- SHORT PROBLEM:
Return only the line that contains "of the rocky" and each line after it, through the last line of the data below, copied exactly.

[Records from a data source]
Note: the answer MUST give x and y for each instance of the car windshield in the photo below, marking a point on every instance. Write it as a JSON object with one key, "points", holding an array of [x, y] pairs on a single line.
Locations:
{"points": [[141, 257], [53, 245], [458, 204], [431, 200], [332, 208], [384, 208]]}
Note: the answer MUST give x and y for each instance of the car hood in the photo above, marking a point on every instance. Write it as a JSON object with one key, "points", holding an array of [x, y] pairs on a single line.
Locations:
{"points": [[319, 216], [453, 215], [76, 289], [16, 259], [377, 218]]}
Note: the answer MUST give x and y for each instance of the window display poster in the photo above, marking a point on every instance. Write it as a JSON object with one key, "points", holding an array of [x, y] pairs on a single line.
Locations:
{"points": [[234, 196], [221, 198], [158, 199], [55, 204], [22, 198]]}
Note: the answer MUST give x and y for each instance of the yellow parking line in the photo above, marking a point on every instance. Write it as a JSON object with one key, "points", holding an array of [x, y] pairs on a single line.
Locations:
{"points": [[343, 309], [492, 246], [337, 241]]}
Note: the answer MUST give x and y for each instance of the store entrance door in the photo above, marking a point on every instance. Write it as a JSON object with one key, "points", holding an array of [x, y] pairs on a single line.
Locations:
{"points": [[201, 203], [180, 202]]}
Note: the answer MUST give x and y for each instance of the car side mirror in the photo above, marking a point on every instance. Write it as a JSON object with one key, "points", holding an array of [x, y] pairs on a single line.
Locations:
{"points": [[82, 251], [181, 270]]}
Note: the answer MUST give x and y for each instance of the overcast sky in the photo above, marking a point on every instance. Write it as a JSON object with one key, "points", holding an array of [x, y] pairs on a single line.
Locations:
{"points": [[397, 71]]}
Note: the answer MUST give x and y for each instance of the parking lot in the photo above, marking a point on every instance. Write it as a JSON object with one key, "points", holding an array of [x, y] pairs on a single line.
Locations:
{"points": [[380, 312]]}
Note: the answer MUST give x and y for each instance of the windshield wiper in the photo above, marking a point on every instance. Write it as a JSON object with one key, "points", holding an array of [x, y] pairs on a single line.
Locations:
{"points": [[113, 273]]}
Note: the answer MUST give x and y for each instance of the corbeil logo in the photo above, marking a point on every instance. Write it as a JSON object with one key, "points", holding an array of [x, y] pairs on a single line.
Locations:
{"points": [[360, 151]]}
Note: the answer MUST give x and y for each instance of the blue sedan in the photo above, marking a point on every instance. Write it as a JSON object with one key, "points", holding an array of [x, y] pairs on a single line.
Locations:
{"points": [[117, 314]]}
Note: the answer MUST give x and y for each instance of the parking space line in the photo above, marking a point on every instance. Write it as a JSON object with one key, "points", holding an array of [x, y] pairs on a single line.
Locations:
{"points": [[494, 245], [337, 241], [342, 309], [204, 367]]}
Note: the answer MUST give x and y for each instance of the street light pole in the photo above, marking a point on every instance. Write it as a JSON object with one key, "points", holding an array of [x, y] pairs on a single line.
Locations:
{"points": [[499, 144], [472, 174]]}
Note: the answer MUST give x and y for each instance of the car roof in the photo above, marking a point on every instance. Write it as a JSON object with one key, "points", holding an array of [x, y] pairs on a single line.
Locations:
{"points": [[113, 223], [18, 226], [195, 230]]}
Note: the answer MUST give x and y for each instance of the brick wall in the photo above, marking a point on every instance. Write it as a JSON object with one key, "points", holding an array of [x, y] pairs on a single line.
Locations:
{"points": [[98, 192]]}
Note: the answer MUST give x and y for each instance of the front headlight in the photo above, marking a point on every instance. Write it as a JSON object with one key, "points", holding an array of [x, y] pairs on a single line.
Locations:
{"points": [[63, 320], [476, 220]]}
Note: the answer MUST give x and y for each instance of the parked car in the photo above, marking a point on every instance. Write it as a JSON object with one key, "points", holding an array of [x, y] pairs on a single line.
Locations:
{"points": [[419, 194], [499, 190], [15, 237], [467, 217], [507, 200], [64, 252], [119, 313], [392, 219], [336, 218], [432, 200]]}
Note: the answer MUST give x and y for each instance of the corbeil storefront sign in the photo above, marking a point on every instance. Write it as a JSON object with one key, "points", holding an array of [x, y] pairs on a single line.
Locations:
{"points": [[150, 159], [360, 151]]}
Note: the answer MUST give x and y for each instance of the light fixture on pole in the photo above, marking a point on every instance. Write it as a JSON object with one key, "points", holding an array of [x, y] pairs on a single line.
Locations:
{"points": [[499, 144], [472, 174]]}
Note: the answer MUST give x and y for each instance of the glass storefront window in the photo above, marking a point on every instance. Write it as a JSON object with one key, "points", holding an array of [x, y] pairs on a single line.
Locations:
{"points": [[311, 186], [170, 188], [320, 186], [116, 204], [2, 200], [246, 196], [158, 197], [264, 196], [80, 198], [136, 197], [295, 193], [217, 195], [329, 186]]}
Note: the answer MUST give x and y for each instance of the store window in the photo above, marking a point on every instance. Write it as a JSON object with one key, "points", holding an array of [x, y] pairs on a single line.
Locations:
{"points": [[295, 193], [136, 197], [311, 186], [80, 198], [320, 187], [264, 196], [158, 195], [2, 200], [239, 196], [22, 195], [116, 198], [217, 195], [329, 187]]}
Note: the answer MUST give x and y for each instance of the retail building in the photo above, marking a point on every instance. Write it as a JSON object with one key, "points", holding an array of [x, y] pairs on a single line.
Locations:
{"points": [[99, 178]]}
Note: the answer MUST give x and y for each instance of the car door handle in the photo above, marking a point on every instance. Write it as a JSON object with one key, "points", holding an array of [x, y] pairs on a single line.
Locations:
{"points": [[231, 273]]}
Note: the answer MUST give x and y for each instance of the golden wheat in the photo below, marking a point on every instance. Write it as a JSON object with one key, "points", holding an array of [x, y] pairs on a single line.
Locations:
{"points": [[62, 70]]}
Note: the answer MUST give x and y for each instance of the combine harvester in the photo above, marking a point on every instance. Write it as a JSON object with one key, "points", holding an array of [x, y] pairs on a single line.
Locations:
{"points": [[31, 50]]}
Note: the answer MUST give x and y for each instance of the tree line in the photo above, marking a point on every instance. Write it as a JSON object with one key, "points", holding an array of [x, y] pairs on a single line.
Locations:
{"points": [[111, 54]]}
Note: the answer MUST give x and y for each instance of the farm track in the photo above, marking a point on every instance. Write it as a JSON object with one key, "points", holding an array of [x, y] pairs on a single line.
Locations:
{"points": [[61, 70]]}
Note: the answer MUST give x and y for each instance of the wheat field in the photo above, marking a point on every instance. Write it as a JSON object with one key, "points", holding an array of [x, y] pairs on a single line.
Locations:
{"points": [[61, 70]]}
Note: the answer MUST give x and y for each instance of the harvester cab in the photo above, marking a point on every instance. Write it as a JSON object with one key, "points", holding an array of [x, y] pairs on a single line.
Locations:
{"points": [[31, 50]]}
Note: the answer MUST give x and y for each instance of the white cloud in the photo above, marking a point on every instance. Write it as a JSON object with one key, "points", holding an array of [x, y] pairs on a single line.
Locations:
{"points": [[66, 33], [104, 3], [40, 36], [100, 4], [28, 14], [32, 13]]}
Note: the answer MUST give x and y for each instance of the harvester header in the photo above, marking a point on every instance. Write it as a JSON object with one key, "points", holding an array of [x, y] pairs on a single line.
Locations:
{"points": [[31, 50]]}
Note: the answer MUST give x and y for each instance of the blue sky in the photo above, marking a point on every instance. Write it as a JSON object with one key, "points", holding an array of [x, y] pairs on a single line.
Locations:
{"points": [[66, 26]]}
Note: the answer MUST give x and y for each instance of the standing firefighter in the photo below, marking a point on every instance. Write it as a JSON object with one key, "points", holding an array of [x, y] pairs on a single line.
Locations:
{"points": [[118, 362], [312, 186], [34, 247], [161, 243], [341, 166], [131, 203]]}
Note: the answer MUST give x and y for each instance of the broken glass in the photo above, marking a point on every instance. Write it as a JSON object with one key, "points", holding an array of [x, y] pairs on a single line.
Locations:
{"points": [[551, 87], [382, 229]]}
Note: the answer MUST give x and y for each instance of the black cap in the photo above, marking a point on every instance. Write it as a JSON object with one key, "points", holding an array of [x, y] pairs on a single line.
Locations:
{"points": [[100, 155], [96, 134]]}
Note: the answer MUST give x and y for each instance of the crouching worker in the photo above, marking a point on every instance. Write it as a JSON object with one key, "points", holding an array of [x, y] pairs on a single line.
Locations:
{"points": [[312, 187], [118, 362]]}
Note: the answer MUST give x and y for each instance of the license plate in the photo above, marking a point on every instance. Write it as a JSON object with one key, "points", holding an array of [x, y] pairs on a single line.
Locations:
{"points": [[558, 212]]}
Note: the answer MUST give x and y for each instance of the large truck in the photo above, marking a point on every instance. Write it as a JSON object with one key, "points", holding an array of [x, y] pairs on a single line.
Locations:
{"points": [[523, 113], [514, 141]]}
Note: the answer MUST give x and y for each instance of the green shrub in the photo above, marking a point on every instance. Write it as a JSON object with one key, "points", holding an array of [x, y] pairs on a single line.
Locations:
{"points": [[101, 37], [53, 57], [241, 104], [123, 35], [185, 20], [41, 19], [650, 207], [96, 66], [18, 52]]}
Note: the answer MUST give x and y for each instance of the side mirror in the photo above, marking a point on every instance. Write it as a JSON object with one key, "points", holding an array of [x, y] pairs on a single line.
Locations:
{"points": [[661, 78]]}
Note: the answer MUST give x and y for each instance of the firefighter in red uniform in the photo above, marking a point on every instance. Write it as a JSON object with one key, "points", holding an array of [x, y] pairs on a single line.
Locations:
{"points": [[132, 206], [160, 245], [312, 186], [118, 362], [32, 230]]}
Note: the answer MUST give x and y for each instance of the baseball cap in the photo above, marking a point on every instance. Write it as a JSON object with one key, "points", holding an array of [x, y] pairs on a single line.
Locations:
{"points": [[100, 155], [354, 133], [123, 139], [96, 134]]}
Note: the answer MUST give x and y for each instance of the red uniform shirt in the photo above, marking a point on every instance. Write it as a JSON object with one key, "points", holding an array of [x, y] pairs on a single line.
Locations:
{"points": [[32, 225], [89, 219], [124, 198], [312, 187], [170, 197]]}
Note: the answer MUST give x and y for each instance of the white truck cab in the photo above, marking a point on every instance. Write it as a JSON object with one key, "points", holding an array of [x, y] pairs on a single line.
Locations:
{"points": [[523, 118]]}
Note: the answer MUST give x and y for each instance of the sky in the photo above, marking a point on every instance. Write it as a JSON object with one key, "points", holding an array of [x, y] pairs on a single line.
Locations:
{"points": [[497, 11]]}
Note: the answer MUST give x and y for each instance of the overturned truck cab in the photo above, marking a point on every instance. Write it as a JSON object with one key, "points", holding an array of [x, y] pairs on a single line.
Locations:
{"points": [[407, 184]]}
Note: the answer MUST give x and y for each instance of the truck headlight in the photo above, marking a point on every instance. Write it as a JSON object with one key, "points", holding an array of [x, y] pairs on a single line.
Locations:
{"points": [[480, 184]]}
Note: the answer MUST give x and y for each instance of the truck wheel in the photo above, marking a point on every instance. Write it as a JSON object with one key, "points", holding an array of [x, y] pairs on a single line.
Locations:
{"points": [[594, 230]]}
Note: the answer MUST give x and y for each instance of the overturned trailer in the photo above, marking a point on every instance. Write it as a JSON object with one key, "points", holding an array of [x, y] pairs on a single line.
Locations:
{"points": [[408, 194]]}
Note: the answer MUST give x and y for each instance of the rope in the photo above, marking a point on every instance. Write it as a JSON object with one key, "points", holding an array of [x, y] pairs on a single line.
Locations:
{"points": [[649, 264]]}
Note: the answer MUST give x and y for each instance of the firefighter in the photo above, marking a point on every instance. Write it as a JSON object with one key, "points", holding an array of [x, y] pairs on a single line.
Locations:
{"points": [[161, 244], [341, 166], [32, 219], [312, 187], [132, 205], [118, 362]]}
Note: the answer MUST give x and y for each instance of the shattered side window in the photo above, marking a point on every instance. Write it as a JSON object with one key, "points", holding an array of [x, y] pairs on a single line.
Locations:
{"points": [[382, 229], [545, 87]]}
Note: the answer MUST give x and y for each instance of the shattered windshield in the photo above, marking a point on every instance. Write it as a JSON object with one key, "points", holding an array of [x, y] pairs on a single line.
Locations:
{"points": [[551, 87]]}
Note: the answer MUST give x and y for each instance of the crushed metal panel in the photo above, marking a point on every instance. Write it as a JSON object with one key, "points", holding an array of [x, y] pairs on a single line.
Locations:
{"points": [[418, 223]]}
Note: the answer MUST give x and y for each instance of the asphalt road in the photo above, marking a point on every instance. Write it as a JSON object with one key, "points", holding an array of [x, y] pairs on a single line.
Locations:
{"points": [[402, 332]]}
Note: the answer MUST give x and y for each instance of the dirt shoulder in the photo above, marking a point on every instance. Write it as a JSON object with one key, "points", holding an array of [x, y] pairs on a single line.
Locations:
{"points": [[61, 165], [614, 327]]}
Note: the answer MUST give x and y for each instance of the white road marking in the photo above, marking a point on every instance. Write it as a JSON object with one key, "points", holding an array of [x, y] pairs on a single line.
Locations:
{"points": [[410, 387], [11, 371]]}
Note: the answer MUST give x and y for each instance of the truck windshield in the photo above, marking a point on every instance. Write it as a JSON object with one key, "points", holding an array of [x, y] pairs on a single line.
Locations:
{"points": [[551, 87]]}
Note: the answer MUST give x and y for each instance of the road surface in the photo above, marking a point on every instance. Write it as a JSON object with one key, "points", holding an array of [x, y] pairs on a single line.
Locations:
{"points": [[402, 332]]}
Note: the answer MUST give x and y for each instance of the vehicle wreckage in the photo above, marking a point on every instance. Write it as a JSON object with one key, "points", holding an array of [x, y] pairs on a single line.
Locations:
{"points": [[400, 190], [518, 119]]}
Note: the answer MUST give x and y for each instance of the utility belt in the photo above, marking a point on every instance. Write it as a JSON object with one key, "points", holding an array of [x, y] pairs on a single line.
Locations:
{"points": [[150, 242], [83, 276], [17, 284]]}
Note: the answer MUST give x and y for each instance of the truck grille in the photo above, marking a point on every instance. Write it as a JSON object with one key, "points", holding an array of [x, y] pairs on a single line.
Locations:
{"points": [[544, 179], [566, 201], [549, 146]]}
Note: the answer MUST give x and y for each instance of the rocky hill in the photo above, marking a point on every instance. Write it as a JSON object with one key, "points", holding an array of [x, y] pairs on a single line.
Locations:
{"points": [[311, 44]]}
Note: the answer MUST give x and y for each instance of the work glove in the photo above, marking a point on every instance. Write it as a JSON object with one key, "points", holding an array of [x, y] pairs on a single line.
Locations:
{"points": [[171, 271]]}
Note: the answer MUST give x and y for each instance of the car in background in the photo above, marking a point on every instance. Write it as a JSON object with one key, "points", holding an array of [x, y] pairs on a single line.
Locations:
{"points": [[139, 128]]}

- FULL OUTPUT:
Note: the answer MUST give x and y for each instance of the rocky hill in the photo above, marking a point on every instance. Write it as a JSON object with one key, "points", holding an array of [x, y] pairs on a single line.
Locations:
{"points": [[311, 44]]}
Note: the answer MUST give x and y for each instance of the work glove in the photo above, marking a point on every instance. Write it as a JSON object with one key, "points", holding an array of [x, y] pairs on a single line.
Locations:
{"points": [[171, 271]]}
Note: the answer MUST give x and y for each instance of the car in background in the photo above, marking a point on every instance. Write it as a JSON object with one key, "points", holding an array of [x, y] pairs on a single line.
Locations:
{"points": [[139, 128]]}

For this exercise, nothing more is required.